- Exercise -
Give the count of lines below that include the word "soil", and say nothing else.

- Exercise inputs -
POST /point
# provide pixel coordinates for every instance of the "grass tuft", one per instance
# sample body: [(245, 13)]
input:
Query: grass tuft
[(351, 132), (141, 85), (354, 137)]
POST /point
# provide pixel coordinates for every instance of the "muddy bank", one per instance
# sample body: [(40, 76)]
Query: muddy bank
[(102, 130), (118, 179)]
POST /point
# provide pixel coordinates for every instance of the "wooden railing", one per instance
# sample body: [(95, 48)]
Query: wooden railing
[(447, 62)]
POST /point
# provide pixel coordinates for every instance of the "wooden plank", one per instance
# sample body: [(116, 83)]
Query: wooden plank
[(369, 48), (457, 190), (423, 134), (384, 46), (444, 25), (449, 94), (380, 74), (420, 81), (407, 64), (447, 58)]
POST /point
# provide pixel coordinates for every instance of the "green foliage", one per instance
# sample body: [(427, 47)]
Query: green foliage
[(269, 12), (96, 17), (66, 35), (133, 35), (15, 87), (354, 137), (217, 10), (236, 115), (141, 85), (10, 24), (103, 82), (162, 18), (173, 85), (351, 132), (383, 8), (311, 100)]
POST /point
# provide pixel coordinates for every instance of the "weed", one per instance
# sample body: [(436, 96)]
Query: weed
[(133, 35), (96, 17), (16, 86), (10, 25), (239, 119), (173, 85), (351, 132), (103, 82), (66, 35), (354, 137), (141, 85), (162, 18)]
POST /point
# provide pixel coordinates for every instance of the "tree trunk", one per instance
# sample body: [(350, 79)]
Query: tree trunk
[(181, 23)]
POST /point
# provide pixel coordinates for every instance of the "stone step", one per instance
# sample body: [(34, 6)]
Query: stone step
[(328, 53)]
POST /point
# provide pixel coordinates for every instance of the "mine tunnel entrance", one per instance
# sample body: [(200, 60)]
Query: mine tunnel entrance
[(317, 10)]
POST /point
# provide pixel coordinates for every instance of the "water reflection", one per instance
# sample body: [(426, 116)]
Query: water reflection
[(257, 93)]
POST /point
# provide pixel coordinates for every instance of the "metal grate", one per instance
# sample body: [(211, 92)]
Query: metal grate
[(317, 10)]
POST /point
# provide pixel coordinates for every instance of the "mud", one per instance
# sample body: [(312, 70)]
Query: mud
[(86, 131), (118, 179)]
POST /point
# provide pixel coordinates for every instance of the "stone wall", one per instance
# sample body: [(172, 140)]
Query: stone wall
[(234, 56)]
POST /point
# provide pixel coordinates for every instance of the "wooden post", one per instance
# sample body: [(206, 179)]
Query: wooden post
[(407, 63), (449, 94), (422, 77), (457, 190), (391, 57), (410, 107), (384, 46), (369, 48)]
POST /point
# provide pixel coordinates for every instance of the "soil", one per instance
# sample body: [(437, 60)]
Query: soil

* * *

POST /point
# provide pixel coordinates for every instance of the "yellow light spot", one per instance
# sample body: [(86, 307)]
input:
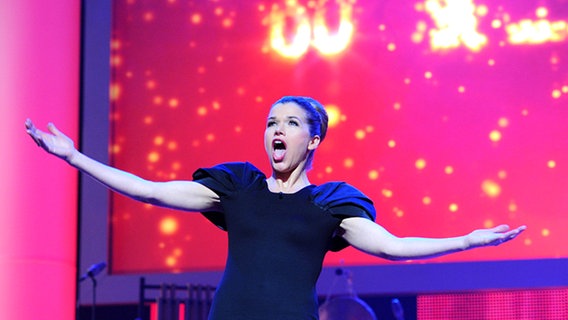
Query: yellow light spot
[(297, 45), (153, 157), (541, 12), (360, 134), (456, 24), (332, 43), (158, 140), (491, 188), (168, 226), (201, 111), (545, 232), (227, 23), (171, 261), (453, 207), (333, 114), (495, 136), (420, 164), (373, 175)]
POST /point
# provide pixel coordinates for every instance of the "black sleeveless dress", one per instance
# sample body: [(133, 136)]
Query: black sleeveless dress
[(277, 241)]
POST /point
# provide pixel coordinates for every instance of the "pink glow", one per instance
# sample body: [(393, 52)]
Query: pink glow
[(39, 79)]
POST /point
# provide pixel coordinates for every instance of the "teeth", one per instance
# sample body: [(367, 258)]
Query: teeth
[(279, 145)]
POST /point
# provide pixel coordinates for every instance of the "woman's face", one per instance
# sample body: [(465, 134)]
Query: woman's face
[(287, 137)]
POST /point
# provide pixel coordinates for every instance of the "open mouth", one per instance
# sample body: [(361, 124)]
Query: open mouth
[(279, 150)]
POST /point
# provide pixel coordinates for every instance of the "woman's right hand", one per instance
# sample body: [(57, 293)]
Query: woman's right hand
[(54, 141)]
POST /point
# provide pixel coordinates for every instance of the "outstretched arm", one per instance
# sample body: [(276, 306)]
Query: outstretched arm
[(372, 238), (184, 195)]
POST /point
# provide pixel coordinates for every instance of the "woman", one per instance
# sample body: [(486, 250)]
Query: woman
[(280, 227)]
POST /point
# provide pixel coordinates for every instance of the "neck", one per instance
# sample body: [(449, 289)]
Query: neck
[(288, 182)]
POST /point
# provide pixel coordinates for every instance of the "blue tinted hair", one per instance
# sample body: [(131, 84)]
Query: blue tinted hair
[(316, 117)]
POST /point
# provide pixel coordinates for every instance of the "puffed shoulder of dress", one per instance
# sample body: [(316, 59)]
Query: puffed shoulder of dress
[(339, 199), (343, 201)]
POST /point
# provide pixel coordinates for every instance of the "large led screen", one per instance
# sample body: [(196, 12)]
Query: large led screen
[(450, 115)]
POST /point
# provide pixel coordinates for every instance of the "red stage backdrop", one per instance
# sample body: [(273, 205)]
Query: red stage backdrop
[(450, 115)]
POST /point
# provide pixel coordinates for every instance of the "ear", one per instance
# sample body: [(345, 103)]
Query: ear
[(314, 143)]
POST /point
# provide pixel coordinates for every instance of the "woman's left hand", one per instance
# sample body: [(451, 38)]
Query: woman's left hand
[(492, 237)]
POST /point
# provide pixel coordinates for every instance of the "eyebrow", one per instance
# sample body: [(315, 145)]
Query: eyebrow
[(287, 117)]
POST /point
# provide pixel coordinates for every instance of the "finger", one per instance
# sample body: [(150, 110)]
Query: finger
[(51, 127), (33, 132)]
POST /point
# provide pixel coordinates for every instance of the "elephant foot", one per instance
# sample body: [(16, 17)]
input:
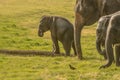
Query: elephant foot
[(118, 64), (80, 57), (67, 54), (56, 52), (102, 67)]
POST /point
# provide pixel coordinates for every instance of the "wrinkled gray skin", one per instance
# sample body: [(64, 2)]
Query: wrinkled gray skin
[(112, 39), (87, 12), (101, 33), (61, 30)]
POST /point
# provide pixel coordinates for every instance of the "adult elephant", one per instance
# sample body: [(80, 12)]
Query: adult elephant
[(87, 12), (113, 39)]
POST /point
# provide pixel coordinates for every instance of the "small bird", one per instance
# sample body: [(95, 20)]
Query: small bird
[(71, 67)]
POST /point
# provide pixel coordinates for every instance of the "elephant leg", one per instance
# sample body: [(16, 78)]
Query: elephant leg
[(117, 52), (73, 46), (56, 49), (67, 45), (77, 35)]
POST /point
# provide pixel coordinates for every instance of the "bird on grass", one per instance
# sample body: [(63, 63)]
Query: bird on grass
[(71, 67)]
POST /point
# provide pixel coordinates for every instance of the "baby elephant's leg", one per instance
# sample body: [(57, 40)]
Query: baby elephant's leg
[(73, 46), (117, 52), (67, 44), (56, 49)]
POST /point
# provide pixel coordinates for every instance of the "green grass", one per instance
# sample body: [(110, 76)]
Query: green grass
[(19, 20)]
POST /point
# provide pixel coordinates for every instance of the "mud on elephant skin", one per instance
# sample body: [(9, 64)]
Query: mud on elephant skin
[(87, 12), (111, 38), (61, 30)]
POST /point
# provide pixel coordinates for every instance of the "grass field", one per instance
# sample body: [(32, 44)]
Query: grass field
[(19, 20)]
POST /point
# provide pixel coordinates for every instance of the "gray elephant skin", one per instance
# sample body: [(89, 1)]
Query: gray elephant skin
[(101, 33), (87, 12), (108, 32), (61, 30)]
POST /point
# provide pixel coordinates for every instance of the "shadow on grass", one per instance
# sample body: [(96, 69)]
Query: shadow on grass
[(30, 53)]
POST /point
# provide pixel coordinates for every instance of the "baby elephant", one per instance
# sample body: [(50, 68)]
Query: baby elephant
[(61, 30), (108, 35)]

- Answer to this task -
2